═══ ENTRIES SHOWN ═══

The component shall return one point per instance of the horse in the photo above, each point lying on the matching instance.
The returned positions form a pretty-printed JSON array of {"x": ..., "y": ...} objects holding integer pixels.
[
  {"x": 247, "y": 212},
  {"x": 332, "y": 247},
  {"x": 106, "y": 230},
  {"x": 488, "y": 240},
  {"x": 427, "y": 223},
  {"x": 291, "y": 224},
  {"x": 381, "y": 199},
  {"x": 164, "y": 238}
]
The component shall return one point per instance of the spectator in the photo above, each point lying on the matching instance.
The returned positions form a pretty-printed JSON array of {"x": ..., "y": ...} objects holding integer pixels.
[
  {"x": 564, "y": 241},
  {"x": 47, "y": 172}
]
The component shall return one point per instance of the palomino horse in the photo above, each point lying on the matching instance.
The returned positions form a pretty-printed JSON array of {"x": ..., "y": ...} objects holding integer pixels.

═══

TASK ITEM ▸
Your answer should consist of every line from the entries that holds "each".

RESPONSE TO THIS EXERCISE ▸
The component shall return one point per instance of the horse in the photo above, each point lying on the matching instance.
The component shall return one point per instance of the spectator in the photo above, each point lying on the matching instance.
The component shall return one point per instance of the palomino horse in the photo above, each point lying on the matching instance.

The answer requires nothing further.